=== Task to carry out ===
First find the line with "Vision module – locates any chimney" in the entries below, then set down exactly every line through the line with "Vision module – locates any white cottage", that line included.

=== Material for this task ===
====
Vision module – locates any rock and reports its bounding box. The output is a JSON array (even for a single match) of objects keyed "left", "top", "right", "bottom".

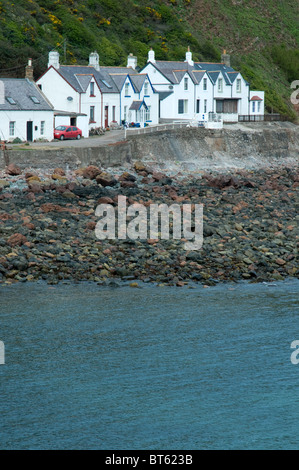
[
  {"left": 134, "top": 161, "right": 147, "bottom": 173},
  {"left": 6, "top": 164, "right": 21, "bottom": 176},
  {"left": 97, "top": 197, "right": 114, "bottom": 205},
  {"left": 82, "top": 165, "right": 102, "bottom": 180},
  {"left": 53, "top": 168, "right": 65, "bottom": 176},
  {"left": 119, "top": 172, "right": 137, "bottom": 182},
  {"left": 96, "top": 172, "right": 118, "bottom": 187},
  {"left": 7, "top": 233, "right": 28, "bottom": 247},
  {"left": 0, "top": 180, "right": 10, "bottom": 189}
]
====
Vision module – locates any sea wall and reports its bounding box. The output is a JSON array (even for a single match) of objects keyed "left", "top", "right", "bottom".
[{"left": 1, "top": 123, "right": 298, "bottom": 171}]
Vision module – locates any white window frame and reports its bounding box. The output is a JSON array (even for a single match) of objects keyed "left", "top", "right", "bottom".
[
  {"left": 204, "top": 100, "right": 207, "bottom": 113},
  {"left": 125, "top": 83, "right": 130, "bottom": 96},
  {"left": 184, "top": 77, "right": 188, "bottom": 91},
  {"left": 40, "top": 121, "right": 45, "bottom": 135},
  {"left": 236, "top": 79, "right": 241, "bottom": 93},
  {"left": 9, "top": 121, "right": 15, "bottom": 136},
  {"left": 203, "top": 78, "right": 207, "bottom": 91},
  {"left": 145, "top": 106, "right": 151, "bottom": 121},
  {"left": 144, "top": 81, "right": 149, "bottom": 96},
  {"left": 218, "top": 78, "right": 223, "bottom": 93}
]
====
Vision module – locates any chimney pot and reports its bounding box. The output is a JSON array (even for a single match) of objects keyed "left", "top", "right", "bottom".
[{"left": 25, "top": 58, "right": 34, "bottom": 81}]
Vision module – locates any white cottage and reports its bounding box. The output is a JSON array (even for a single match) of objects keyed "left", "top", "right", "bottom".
====
=== Solution for this exercise ===
Vision module – locates any chimney pot and reports its bounding box. The output is a JSON array (even for a single match) of objects keyed "left", "top", "right", "bottom".
[{"left": 25, "top": 58, "right": 34, "bottom": 81}]
Vision module – locates any white cottage and reports its bounding box. The output is a JSON array (even for a single match) of objects keyed "left", "top", "right", "bottom".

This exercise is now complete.